EXERCISE OBJECTIVE —
Each record below must be written out exactly as given.

+++++

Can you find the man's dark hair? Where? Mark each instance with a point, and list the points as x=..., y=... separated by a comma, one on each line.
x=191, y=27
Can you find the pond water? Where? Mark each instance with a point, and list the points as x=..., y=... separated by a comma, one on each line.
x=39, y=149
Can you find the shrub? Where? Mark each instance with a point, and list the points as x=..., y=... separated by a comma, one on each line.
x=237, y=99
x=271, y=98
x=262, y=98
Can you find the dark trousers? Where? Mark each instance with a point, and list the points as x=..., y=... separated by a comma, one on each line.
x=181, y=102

+++++

EXERCISE ANSWER —
Can you find the man's dark hair? Where? Mark each instance with a point, and list the points as x=..., y=... separated by a comma, one on each line.
x=191, y=27
Can you find the pond water? Where? Mark each instance with a point, and list the points as x=..., y=... separated by a comma, one on each line.
x=39, y=149
Can you find the shrub? Where? Mark each instance with a point, and list the points as x=..., y=... separated by a comma, one on each line.
x=237, y=99
x=271, y=98
x=262, y=98
Can you find the dark trousers? Where? Mark each instance with a point, and list the points as x=..., y=... separated by a comma, one on each line.
x=181, y=102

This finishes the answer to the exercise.